Directive.
Count the lines of the data below that contain the string "frame". Reply with that number alone.

Provided entries.
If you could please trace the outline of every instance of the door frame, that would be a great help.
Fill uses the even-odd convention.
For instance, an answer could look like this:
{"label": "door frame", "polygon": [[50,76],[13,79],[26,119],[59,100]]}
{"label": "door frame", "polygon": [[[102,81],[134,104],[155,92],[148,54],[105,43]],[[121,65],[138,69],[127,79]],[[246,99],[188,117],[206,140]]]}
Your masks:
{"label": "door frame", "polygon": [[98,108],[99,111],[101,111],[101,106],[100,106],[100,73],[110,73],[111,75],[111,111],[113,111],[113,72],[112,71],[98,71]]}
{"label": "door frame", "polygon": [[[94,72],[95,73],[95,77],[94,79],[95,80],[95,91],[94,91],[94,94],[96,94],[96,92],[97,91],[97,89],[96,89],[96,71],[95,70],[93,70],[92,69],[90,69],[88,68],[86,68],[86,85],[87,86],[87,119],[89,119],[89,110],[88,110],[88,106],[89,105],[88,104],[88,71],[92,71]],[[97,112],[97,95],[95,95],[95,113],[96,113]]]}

...

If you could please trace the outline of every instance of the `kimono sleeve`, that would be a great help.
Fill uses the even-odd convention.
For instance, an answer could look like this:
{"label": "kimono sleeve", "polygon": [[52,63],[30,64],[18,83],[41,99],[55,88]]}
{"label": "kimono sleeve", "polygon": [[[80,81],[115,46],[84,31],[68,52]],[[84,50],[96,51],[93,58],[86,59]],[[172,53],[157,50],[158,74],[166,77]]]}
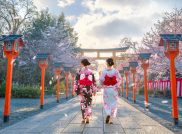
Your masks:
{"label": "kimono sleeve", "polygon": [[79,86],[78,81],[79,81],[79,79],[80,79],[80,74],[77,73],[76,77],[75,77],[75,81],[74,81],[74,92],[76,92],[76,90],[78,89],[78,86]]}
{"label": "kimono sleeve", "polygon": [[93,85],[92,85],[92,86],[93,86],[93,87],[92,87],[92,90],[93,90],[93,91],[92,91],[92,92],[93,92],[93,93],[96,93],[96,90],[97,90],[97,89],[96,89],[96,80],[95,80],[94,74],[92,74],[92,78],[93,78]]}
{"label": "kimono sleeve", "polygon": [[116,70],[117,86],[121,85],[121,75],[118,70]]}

Output.
5